Voyage de Solidarité au Kurdistan : ce que les mots ne peuvent pas dire

Nous avons déjà, sous le titre “l’ordre règne à Diyarbakir“, rendu compte de la mission accomplie à Diyarbakir en avril dernier, lors des fêtes du nouvel kurde (Newroz) par une délégation des Amitiés kurdes de Bretagne, mission qui s’est prolongée jusqu’à Van en passant par Mardin, Midyat et Hasankeyf. Nina et Elsa, deux jeunes militantes communistes nouvellement adhérentes des AKB, rapportent, dans le journal “Le Poing” des JC35, des informations, des témoignages, des photos, mais surtout un ressenti : “les mots, les témoignages, photos et autres conférences, ne seront jamais aussi puissants que de se trouver en face d’une personne, dans son pays, qui vous explique son quotidien.”

André Métayer

Sous le soleil, dans la poussière, les acclamations de la foule retentissent au creux des squelettes d’immeubles en construction. Diyarbakir s’étend à perte de vue, ville tentaculaire qui poursuit sa poussée vers l’ouest. C’est là, sur un terrain vague dont l’horizon est mangé par ces géants de béton incomplets, que le peuple kurde célèbre la Nouvelle année : le Newroz, ou Nouveau Jour.

Ils sont plus de deux cent mille amassé·es face à la scène, séparé·es d’elle et de la tribune des officiel·les par un mince grillage de police. Elles céderont bientôt sous le poids de leur enthousiasme à l’annonce du discours d’Ahmet Türk (ancien maire de Mardin démis de ses fonctions par l’Etat turc). De ces barrières on retrouvera des morceaux dans le feu des brasiers traditionnels.

Données enregistrées:
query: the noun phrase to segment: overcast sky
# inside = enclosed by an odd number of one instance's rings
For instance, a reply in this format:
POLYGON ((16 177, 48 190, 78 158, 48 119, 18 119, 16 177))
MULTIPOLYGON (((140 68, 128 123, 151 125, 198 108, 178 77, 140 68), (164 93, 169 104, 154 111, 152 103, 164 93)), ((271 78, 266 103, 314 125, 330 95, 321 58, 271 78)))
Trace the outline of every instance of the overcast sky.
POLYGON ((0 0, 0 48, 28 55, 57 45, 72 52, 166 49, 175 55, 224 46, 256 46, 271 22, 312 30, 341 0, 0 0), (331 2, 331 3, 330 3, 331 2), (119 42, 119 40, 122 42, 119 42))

Travail à faire:
1 > Dites si chacune de ces affirmations correspond au récit sur le Newroz à Diyarbakir, en répondant oui ou non et en citant les mots du récit qui le montrent.
(a) La mission de la délégation des Amitiés kurdes de Bretagne s'est poursuivie jusqu'à Van.
(b) Plus de deux cent mille personnes sont rassemblées face à la scène.
(c) Diyarbakir continue de s'étendre vers l'est.
2 > Répondez à ces questions à partir du récit sur le Newroz à Diyarbakir.
(a) Dans quel journal Nina et Elsa rapportent-elles leurs informations ?
(b) Quel autre nom le récit donne-t-il au Newroz ?
(c) Quelle fonction Ahmet Türk a-t-il occupée ?
3 > Donnez la suite du récit sur le Newroz à Diyarbakir, à partir de sa dernière phrase.

Corrigé:
1 >
(a) Oui : « mission qui s’est prolongée jusqu’à Van en passant par Mardin, Midyat et Hasankeyf ».
(b) Oui : « Ils sont plus de deux cent mille amassé·es face à la scène ».
(c) Non : « ville tentaculaire qui poursuit sa poussée vers l’ouest ».

2 >
(a) Dans « Le Poing » des JC35.
(b) Le Nouveau Jour.
(c) Il a été maire de Mardin.

3 >
Du feu il reste les nuées sombres et lourdes. Au retour de la fête, nous apprenons l’arrestation de trente jeunes, dont de nombreux·ses mineur·ses qui, entonnant des chants révolutionnaires, sont allé·es à la rencontre des checkpoints. L’an dernier, un homme avait été tué, torse nu, d’une balle dans le dos.

La joie des Kurdes se heurte à l’épreuve des faits. Leur détermination ne faiblira jamais, nous répète-t-on sans cesse.

Un voyage de solidarité internationale

Nous sommes parties au nom des jeunes communistes d’Ille-et-Vilaine, du 19 au 24 mars dans l’est de la Turquie, à Diyarbakir (Amet en kurde), capitale du Kurdistan ouest, avec une délégation menée par l’association Amitiés Kurdes de Bretagne. Chaque année, cette association envoie au moment du Newroz des personnes afin de faire l’état des lieux de la situation kurde en Turquie. Ce voyage donnera lieu à un rapport envoyé au ministère des affaires étrangères français.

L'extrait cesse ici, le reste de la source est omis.